How worthwhile the reader will find the book will ultimately depend on how interested he or she is in Byrne, Simonson and/or Kirby's Fourth World characters. Personally, I didn't really need to see Darkseid and Desaad as young men, for example, or Mister Miracle and Metron hanging out in the Old West disguised as cowboys. I think the book's major value is in its ability to satiate a reader's curiosity over how well various creators tackle the Kirby characters.

And its educational value, of course. You can learn a lot of things from Tales of The New Gods.

At least eleven different things.

For example...



1.) That if anyone could make a Mister Miracle comic really work, it’s Steve Rude and Mark Evanier. Seriously, Tales of The New Gods is worthwhile for the nice reprint of their 1987 Mister Miracle Special alone.

Check out some of Rude's art from the story:


(Above: Big Barda in her action bikiki, plus Oberon and Scott performing at the circus. Quick rule of thumb: Rude + the circus = awesome)



(A full-page spread of Scott thinking on his past while locked in a safe that's about to be run over by a steamroller driven by a clown)



(Mister Miracle vs. a robot in a trap-filled funhouse erected by Granny Goodness and Darkseid)
--------
- _DIRECTION_:
Repeat the part of the book review between "How worthwhile the" and "The New Gods.", inclusive, word for word.
--------
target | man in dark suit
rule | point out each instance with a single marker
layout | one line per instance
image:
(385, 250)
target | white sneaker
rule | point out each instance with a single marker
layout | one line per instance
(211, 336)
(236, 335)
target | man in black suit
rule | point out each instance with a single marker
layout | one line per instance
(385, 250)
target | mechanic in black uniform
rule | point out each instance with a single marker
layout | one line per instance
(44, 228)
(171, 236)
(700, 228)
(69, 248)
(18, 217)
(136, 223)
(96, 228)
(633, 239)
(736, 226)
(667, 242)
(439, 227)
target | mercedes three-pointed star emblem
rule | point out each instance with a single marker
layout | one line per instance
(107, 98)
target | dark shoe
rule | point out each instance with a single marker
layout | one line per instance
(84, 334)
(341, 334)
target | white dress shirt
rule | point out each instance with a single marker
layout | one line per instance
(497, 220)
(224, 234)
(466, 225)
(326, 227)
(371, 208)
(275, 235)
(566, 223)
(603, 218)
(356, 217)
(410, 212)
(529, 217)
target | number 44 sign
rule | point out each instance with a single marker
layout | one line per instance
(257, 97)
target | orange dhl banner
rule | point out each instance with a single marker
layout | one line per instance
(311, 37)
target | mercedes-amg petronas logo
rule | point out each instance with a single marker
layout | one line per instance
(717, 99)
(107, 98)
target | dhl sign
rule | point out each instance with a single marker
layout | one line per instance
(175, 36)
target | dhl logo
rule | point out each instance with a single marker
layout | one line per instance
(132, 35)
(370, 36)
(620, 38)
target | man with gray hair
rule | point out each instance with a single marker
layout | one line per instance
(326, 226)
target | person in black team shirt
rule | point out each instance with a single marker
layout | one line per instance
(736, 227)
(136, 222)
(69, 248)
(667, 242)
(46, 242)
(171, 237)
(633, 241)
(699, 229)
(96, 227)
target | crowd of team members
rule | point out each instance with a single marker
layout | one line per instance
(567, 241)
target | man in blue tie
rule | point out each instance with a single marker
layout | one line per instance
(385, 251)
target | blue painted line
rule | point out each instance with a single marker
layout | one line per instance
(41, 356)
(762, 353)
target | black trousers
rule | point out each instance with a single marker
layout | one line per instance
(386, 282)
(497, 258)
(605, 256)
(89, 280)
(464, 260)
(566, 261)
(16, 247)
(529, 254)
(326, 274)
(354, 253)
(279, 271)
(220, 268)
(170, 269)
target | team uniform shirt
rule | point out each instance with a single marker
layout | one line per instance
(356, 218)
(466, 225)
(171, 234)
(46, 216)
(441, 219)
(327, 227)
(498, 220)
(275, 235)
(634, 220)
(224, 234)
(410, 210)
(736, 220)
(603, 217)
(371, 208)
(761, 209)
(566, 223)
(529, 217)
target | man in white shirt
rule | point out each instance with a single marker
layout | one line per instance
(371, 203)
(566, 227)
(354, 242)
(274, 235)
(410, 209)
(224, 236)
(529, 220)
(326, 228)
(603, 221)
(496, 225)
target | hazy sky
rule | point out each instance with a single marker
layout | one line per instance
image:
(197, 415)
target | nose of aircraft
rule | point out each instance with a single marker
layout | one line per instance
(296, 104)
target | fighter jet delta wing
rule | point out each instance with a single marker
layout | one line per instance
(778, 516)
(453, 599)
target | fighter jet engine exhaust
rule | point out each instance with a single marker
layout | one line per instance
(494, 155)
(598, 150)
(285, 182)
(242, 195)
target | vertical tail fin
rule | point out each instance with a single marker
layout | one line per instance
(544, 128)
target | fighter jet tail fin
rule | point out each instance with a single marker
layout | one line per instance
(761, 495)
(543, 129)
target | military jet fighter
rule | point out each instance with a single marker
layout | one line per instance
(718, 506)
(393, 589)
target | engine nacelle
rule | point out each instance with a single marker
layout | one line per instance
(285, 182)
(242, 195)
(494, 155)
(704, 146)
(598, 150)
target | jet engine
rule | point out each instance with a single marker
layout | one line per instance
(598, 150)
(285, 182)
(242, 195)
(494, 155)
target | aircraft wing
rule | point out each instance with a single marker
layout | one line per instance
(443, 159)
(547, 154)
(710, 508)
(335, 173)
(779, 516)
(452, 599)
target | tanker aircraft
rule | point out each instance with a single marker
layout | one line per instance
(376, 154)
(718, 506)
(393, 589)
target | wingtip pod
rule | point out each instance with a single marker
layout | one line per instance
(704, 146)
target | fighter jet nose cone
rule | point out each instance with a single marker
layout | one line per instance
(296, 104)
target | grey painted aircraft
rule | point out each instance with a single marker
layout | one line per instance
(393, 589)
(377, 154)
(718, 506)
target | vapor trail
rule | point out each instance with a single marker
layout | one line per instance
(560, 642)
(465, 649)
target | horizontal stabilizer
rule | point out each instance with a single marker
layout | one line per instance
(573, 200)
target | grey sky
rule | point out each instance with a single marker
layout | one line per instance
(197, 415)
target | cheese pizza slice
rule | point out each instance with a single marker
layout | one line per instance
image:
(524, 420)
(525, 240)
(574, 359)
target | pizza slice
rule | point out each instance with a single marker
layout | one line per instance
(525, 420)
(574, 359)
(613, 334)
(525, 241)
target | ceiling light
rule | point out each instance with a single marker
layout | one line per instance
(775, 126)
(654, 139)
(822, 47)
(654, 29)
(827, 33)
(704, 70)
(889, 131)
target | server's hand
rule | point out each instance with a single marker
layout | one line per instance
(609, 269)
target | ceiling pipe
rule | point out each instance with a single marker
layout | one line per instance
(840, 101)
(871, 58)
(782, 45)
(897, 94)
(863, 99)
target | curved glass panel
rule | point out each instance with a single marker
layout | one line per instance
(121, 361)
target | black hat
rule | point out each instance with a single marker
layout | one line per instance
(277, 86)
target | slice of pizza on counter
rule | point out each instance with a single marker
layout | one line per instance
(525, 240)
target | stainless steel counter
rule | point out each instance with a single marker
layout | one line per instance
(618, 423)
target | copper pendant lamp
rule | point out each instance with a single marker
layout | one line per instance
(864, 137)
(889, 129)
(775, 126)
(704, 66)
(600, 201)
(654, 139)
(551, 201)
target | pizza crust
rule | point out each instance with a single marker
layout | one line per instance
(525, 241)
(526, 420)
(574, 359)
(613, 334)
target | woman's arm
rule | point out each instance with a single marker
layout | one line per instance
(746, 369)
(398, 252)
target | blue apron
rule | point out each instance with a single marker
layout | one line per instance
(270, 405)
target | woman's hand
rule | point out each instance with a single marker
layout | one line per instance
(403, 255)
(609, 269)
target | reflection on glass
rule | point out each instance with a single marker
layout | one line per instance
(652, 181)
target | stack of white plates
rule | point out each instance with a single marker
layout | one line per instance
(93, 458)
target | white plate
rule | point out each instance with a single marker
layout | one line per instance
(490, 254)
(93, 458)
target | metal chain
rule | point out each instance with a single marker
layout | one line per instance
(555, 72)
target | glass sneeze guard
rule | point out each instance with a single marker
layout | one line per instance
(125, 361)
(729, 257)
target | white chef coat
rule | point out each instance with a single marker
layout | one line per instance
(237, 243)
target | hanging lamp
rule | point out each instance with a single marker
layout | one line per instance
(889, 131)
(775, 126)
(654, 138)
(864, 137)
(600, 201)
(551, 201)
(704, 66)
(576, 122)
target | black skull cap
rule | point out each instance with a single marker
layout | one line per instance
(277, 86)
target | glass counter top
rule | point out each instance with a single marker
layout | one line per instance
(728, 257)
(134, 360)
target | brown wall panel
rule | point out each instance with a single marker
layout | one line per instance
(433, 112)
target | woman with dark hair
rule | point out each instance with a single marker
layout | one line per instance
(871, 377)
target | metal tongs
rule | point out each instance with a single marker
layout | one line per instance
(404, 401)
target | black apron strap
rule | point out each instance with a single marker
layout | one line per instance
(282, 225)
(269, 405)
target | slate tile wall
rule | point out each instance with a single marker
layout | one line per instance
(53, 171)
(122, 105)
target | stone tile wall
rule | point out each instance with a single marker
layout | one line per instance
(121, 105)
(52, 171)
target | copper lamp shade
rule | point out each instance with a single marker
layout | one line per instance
--------
- _OUTPUT FOR THIS EXERCISE_:
How worthwhile the reader will find the book will ultimately depend on how interested he or she is in Byrne, Simonson and/or Kirby's Fourth World characters. Personally, I didn't really need to see Darkseid and Desaad as young men, for example, or Mister Miracle and Metron hanging out in the Old West disguised as cowboys. I think the book's major value is in its ability to satiate a reader's curiosity over how well various creators tackle the Kirby characters.

And its educational value, of course. You can learn a lot of things from Tales of The New Gods.